--- start of Task material ---

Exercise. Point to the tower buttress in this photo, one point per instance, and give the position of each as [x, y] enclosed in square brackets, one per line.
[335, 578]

--- end of Task material ---
--- start of Task material ---

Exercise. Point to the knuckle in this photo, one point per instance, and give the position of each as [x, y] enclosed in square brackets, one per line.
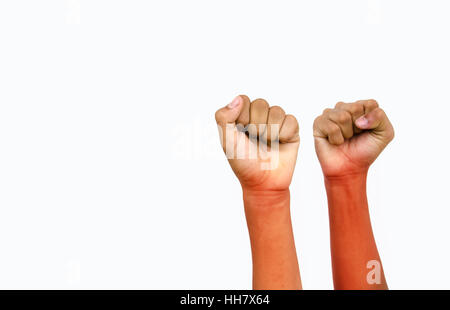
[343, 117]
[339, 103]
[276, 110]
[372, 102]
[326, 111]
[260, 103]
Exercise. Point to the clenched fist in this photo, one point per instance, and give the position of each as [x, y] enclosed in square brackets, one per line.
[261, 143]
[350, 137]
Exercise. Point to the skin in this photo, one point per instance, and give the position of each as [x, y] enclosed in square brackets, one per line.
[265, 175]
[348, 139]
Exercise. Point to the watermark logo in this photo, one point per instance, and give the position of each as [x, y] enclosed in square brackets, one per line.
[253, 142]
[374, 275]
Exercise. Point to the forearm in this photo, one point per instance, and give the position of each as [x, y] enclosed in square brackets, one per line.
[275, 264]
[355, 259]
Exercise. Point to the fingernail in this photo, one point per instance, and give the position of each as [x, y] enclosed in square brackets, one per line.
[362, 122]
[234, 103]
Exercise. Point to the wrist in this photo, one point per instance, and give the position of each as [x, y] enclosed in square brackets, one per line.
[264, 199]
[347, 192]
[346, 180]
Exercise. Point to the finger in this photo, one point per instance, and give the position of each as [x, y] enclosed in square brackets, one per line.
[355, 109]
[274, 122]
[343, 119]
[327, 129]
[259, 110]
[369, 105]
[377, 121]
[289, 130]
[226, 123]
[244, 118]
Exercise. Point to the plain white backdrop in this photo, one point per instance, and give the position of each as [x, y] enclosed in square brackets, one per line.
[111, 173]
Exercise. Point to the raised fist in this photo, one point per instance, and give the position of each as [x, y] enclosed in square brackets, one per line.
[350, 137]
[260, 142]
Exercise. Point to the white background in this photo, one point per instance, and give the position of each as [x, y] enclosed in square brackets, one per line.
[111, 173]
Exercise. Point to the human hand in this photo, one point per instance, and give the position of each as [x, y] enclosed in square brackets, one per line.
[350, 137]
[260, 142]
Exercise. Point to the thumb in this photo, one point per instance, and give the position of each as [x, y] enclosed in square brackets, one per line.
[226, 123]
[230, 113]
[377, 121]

--- end of Task material ---

* _Problem requirements_: Please identify each row above that contains the string "fist" and copy those rows in full.

* _Solution to the exercise_:
Exercise. Point to the clenched fist in this photo, one point per instance, and give the position of each as [x, y] enclosed in square brackets, one per line.
Exercise. Point to the raised fist in this photo, one point per instance, and give the position of each as [x, y] enclosed in square brackets, one per line.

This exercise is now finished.